Page text:
CSA CCM IPY-02
Application Interface Availability

Cloud Service Providers should offer APIs that allow their customers to programmatically retrieve their data in a secure way. This enables interoperability between systems and portability of applications and data across environments. Proper documentation must be maintained and shared with customers as APIs are updated.

Where did this come from?

This control comes from the CSA Cloud Controls Matrix v4.0.10 released on 2023-09-26. The full CCM can be downloaded from https://cloudsecurityalliance.org/artifacts/cloud-controls-matrix-v4. The CCM provides a comprehensive set of baseline security controls to help assess cloud computing risk. This specific control falls under the Interoperability & Portability domain.

For more background, check out the AWS Whitepaper on Migrating Applications to the Cloud which discusses portability considerations.

Who should care?

  • Cloud architects designing multi-cloud solutions that need interoperability
  • DevOps engineers responsible for migrating applications between cloud providers
  • Security professionals assessing vendor lock-in risks
  • Compliance officers ensuring data can be retrieved if a provider is changed

What is the risk?

Without API-based access to data, organizations face:

  • Inability to migrate applications to a different provider resulting in vendor lock-in
  • Lack of interoperability preventing integration of best-of-breed services
  • Potential data loss if a provider shuts down and data can't be easily exported

While not extremely likely, the impact of these risks is high. Loss of application portability can result in business continuity issues and large switching costs if a provider change is required.

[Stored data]
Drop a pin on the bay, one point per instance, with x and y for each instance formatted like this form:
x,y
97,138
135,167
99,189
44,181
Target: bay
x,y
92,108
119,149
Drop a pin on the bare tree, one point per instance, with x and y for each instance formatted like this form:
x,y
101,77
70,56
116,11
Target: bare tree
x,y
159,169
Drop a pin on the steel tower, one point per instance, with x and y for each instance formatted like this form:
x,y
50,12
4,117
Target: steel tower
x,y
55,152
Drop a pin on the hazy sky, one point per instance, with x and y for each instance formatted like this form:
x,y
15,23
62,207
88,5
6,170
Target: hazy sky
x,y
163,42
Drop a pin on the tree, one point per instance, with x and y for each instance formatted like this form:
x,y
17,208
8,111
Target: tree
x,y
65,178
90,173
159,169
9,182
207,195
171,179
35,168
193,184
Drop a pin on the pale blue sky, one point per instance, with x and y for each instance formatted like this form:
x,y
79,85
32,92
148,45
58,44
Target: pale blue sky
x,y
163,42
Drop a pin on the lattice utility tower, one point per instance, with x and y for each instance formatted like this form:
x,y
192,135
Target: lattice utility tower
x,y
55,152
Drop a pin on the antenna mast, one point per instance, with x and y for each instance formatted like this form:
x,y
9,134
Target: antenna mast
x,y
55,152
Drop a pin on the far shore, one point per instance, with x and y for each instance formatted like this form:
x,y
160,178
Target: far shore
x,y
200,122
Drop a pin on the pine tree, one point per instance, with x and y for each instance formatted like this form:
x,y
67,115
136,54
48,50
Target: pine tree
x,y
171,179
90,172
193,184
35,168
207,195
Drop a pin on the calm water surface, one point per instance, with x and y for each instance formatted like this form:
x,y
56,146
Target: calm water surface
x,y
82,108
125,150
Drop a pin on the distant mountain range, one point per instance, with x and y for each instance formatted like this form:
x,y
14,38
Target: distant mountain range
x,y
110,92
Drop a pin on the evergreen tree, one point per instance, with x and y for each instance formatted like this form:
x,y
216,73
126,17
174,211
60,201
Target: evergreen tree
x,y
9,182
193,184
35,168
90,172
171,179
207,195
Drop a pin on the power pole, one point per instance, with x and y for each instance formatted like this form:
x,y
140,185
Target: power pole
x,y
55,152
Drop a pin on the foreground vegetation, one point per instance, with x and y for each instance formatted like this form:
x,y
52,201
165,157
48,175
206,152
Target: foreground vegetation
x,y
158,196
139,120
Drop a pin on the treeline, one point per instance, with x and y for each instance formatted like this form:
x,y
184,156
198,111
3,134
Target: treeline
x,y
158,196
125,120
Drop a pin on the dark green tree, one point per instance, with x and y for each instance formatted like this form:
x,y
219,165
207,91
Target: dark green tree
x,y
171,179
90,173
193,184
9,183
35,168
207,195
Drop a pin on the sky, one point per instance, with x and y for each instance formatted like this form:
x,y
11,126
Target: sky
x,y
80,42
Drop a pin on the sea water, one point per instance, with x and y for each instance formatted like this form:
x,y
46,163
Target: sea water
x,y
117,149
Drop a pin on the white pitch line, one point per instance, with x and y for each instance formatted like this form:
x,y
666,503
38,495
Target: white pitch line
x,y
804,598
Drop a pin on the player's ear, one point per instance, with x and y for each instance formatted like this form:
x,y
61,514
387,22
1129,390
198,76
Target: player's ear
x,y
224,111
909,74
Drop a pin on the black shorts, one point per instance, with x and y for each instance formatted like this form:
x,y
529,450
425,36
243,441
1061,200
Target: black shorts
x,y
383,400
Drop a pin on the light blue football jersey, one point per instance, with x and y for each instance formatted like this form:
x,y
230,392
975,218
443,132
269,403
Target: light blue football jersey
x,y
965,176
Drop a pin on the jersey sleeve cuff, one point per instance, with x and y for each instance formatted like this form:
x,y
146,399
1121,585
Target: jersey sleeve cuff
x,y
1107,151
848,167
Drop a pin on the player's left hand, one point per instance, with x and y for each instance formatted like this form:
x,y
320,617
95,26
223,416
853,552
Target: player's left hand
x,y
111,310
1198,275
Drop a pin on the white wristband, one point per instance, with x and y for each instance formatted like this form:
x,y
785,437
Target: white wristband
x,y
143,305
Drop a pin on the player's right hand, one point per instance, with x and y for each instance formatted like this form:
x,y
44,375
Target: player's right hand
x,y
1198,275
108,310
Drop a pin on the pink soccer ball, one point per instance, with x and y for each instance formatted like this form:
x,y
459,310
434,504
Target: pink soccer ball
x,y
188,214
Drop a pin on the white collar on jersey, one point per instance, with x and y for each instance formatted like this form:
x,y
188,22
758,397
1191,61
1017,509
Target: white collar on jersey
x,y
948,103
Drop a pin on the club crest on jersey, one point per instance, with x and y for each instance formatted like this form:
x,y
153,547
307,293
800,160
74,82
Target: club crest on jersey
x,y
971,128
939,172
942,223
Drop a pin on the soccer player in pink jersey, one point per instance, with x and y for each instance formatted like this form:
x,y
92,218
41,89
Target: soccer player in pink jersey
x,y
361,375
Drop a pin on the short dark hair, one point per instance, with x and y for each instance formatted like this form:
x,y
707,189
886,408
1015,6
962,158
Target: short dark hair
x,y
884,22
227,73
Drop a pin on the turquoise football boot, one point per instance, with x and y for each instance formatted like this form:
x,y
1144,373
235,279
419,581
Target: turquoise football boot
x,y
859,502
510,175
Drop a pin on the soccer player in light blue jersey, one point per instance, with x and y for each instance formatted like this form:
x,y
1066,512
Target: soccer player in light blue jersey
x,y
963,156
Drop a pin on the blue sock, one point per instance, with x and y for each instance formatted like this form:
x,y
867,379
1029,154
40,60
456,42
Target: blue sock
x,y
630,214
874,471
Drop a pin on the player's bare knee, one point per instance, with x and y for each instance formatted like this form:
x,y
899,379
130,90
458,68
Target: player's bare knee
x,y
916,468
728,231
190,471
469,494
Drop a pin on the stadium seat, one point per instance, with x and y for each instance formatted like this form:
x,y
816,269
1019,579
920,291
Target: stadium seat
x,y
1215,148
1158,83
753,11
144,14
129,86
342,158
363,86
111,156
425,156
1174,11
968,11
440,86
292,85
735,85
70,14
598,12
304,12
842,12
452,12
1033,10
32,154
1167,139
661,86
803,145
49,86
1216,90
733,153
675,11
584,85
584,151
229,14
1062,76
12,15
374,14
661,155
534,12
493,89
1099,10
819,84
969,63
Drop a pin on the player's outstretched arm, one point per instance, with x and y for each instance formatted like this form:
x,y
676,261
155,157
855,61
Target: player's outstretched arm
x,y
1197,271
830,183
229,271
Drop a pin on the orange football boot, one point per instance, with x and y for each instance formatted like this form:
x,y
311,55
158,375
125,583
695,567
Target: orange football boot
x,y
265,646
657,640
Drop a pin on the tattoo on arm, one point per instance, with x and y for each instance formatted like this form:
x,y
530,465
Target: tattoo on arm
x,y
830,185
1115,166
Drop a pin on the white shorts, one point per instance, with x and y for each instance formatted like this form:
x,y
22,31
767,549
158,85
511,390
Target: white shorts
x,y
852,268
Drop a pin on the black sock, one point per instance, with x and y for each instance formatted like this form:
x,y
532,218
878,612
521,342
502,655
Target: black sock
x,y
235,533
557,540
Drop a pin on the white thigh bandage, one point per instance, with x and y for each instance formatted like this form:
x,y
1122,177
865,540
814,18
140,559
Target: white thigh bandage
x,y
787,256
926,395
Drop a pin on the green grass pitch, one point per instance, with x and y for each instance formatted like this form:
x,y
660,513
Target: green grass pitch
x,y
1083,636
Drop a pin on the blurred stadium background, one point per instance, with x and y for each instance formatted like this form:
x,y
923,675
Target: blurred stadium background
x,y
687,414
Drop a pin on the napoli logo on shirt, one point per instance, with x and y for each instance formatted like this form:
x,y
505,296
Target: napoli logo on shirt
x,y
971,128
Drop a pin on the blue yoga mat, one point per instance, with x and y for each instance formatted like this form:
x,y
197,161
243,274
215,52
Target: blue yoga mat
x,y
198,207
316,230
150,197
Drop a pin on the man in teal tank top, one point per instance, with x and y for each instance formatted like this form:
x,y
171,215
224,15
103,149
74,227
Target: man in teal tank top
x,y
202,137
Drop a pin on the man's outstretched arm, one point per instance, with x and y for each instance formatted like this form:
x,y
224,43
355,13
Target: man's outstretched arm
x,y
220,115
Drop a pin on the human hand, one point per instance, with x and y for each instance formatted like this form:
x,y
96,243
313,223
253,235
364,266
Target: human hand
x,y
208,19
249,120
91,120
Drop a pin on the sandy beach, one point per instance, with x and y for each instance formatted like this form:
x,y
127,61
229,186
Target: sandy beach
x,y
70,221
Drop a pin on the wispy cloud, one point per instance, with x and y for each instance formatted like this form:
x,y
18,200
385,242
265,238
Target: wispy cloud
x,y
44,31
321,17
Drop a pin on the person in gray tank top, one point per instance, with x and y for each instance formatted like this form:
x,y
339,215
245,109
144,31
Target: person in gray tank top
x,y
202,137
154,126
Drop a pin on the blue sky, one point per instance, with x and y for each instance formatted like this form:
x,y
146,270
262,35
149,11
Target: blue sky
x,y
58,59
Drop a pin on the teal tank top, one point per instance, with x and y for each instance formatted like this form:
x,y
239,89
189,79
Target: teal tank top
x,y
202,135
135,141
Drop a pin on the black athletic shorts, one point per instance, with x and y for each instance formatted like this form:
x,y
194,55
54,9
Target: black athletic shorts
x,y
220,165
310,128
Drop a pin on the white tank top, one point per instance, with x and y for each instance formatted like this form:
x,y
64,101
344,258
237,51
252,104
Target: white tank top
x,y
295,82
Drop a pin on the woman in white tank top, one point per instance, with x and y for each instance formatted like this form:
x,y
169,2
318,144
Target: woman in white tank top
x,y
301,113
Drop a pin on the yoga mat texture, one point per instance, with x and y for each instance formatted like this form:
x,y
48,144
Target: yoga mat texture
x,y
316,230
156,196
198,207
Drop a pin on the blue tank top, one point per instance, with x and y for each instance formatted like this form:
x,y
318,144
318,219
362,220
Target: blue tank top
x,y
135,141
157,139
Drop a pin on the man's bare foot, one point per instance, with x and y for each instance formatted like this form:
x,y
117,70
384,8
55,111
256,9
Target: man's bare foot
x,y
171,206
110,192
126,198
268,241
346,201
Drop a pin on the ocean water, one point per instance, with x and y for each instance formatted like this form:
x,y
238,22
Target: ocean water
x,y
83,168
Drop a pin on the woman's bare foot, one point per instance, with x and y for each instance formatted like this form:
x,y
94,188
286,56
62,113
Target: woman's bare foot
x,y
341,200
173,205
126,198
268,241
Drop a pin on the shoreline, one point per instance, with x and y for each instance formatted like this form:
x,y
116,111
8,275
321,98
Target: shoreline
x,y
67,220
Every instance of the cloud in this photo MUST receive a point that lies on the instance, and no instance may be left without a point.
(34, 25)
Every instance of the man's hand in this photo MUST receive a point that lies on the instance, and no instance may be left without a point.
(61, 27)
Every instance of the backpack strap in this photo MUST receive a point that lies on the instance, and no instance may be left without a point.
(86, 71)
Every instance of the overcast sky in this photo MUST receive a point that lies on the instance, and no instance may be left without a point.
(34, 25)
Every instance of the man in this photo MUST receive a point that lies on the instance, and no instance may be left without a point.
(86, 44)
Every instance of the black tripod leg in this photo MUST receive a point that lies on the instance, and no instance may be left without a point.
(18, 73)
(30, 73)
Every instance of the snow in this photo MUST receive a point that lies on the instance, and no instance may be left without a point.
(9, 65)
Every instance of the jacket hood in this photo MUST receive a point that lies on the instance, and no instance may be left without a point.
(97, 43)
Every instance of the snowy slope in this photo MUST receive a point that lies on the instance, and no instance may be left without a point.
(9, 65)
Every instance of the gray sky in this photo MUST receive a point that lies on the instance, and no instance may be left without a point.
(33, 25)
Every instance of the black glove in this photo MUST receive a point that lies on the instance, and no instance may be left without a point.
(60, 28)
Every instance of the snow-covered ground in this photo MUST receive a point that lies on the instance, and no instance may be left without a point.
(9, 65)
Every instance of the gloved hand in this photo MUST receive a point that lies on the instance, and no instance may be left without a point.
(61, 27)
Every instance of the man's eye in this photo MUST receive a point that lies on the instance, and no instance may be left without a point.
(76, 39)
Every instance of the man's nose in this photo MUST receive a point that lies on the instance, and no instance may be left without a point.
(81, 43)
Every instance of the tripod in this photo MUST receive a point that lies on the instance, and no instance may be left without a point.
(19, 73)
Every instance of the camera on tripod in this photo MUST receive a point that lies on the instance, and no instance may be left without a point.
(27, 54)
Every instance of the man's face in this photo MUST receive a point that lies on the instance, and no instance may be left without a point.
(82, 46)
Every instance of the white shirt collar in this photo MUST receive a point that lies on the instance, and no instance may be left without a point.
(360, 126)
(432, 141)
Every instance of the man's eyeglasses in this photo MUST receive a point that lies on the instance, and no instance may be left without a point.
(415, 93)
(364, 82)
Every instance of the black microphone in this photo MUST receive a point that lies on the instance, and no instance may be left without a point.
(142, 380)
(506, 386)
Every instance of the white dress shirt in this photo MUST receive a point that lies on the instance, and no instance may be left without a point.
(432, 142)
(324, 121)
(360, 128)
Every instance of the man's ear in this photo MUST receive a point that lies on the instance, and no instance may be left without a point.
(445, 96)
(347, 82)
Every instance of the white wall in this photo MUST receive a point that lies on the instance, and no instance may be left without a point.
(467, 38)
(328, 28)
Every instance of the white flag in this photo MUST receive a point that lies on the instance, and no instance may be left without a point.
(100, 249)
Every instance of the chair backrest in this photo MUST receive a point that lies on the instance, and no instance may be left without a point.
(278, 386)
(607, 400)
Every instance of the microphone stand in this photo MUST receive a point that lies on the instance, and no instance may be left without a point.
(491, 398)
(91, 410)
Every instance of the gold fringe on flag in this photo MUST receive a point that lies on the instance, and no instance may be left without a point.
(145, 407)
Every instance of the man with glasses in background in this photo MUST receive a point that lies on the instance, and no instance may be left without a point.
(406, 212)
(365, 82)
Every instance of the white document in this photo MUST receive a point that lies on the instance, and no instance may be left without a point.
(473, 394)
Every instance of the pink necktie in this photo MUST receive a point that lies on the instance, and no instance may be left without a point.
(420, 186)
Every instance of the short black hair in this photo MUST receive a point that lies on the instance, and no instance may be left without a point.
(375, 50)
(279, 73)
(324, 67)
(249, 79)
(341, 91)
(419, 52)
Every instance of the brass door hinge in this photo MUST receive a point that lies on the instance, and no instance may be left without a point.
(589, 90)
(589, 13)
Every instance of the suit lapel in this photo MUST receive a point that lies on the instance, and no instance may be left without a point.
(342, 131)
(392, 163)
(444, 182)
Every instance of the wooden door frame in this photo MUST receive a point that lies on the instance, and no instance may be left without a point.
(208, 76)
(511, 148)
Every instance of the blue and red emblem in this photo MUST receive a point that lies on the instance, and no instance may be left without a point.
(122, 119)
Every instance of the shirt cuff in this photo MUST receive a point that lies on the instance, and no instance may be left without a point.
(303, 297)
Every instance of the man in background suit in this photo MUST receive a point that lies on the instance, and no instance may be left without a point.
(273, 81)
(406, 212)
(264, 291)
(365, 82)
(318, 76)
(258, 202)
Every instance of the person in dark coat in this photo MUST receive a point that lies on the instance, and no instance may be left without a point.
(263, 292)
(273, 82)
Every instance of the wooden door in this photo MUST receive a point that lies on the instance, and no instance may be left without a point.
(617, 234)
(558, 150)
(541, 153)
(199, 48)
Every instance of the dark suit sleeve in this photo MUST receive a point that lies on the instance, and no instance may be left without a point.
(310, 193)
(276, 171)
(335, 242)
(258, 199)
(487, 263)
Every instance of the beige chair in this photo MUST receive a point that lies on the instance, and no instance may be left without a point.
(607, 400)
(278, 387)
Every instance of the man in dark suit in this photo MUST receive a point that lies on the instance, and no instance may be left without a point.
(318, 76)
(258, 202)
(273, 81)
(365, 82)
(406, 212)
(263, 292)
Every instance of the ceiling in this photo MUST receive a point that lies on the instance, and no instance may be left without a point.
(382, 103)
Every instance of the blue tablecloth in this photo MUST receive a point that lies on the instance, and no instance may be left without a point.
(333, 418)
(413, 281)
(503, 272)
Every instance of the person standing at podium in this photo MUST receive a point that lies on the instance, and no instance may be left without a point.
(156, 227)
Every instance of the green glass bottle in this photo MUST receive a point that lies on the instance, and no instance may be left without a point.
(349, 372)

Task requirements:
A – From the page on CSA CCM IPY-02, extract the passage that starts at the words "Where did this" and ends after the words "is the risk?".
B – According to the page on CSA CCM IPY-02, which domain of the Cloud Controls Matrix does this control fall under?
C – Continue the page on CSA CCM IPY-02 from where it stops.

The answers:
A –
Where did this come from?

This control comes from the CSA Cloud Controls Matrix v4.0.10 released on 2023-09-26. The full CCM can be downloaded from https://cloudsecurityalliance.org/artifacts/cloud-controls-matrix-v4. The CCM provides a comprehensive set of baseline security controls to help assess cloud computing risk. This specific control falls under the Interoperability & Portability domain.

For more background, check out the AWS Whitepaper on Migrating Applications to the Cloud which discusses portability considerations.

Who should care?

  • Cloud architects designing multi-cloud solutions that need interoperability
  • DevOps engineers responsible for migrating applications between cloud providers
  • Security professionals assessing vendor lock-in risks
  • Compliance officers ensuring data can be retrieved if a provider is changed

What is the risk?

B – The Interoperability & Portability domain.

C –
What's the care factor?

For organizations with a multi-cloud strategy, the ability to programmatically retrieve data for interoperability is critical. It should be a key factor in provider selection.

However, for simple deployments using a single provider, it may be less of an immediate concern, though still important for long-term risk management. At a minimum, there should be a manual process to retrieve a complete copy of the data.

When is it relevant?

This control is most applicable when:

  • Deploying applications across multiple clouds
  • Integrating cloud services from different providers
  • Performing cloud migrations
  • Maintaining a cloud exit strategy

It's less of a concern for:

  • Monolithic apps deployed to a single cloud with no plans to move
  • Temporary applications that don't store any long-term data

What are the trade-offs?

Implementing data retrieval APIs has some costs:

  • Upfront and ongoing engineering effort to build and maintain the APIs
  • Potential performance impact from customers retrieving large data sets
  • Security risks from exposing data APIs that need to be mitigated
  • Increased complexity for customers learning and integrating the APIs

However, these are usually outweighed by the risk mitigation benefits of avoiding lock-in to a single provider. It's a table-stakes capability for enterprise cloud services.

How to make it happen?

The exact steps depend on the specific cloud provider and data stores being used. But at a high-level:

  1. Identify the key data stores and services where customer data is persisted (databases, object storage, file systems, etc.)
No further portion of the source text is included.